-- Start ARTICLE --

[R-sig-eco] Using residuals as dependent variables

Chris Mcowen chrismcowen at gmail.com
Fri Jun 22 15:04:48 CEST 2012


Steve and all others who have made suggestions,

Thanks for this, I am busy reading suggested papers and investigating
various packages.

The reason I wasn't doing one big model was I am interested in why some
points don't "conform" to the oceanographic model - which in theory should
explain ~ 99% of the variance. My approach has been - this is the best model
I can make that should perform very well, it is not - so why not?

In essence I am trying to tease out what factors stop this model from
performing as it should in theory - the problem is the factors are likely to
be different for most observations.

I have made a big model (all oceanographic/socio etc variables) and I get a
good fit - AIC based selection - r-squared 82%, but this doesn't indicate
why the oceanographic model performed not so well- beyond saying it is due
to socio/economic factors. Furthermore, I would like to say socio factors
stop ... Australia.. from reaching the catch it theoretically could given
the productivity of the surrounding oceans. Whilst political reasons stop
Somalia from reaching the theoretical maximum catch - and this is where I am
struggling.

-- End ARTICLE --
-- Start RECORDS PROVIDED --

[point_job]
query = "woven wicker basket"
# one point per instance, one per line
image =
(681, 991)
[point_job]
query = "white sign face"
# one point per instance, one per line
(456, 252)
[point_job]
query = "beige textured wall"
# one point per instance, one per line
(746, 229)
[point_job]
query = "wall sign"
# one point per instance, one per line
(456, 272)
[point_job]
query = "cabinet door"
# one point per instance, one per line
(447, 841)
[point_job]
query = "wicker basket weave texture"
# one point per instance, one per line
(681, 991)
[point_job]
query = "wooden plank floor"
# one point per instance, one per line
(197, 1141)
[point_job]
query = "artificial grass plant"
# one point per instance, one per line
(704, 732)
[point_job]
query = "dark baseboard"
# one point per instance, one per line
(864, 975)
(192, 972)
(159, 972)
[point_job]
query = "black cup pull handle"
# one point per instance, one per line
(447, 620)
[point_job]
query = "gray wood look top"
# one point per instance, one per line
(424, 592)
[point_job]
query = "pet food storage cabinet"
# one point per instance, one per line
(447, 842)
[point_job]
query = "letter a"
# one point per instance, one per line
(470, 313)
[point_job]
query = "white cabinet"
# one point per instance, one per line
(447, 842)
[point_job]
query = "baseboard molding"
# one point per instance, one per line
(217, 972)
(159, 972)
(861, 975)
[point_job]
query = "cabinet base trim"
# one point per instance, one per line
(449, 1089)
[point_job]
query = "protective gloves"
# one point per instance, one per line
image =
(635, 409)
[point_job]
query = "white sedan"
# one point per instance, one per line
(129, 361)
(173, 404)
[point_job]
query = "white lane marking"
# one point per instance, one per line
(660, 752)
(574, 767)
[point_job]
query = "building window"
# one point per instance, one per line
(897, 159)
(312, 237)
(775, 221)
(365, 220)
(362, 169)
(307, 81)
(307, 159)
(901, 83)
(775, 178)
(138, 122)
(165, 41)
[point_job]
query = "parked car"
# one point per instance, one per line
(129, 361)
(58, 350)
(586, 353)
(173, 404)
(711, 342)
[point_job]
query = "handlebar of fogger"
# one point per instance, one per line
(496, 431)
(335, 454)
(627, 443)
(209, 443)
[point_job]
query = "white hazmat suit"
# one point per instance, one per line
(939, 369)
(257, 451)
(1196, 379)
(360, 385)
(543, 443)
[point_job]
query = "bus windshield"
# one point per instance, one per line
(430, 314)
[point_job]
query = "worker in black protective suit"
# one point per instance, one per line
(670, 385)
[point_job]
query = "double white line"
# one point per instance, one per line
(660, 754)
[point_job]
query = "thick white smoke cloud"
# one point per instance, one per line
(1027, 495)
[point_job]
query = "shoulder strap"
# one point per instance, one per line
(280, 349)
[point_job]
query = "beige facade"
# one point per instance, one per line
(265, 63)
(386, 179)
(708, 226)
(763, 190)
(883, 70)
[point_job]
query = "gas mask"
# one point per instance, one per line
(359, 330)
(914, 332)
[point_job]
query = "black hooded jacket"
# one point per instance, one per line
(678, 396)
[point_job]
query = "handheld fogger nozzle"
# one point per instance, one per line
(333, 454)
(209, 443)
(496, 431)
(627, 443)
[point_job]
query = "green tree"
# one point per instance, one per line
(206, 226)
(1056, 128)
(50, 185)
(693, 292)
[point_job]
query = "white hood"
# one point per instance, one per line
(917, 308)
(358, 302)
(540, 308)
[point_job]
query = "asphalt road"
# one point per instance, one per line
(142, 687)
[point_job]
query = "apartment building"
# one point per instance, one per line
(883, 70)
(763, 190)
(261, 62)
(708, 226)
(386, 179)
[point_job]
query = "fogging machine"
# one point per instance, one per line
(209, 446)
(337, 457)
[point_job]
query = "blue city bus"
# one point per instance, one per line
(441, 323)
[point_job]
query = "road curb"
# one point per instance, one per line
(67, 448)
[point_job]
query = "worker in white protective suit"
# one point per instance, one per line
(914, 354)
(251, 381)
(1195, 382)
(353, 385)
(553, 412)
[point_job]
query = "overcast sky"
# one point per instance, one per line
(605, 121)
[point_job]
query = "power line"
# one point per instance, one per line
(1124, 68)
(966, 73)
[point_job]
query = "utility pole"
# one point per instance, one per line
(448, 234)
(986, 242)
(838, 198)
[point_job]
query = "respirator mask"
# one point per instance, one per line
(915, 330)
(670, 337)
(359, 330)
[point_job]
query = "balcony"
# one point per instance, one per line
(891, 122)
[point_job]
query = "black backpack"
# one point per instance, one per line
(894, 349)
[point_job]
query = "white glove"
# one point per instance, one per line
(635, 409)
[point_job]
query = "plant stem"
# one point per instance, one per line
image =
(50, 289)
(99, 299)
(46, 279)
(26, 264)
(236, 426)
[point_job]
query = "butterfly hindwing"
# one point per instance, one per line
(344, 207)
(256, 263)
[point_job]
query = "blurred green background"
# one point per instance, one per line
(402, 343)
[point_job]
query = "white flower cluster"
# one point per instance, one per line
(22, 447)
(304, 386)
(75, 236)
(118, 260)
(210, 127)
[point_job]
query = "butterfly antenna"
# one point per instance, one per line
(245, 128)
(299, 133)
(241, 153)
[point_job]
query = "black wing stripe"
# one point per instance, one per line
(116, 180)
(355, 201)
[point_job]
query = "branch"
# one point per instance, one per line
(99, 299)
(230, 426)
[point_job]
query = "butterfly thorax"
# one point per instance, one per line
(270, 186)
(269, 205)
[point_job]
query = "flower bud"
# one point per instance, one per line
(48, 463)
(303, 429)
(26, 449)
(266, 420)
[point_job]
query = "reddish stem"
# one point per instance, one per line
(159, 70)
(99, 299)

-- End RECORDS PROVIDED --

EXERCISES:
(A) Return each line of the records that contains the string "beige", matching case exactly.
(B) Extend the mailing-list post on using residuals as dependent variables, starting after its final sentence.

ANSWER SET:
(A)
query = "beige textured wall"
query = "beige facade"

(B)
   
Chris

-----Original Message-----
From: Steve Brewer [mailto:jbrewer at olemiss.edu] 
Sent: 22 June 2012 13:48
To: Chris Mcowen; r-sig-ecology at r-project.org
Subject: Re: [R-sig-eco] Using residuals as dependent variables

Chris,

Another thing to keep in mind is that when you run the regression analysis
using residuals, as opposed to putting all predictors in the multiple
regression from the beginning (oceanographic data and productivity data),
you are in effect inflating the error df for the analysis of catch residuals
against productivity. In the multiple regression approach, one df is removed
from the error df for every predictor variable in the model.
When you run it as two separate analyses, as you propose, the df removed
from the error df in the first analysis (the one with oceanographic data)
are are put back in into the error df for the second analysis of catch
residuals vs productivity. This is usually not a big deal when the first
analysis contains only one or two predictors and lots of observations. But
when the reverse is true, you're more likely to get a significant
relationship between catch residuals and productivity even when none really
exists.

As others have suggested, why not put productivity and oceanographic data
together in a single mult reg model?

Hope this helps.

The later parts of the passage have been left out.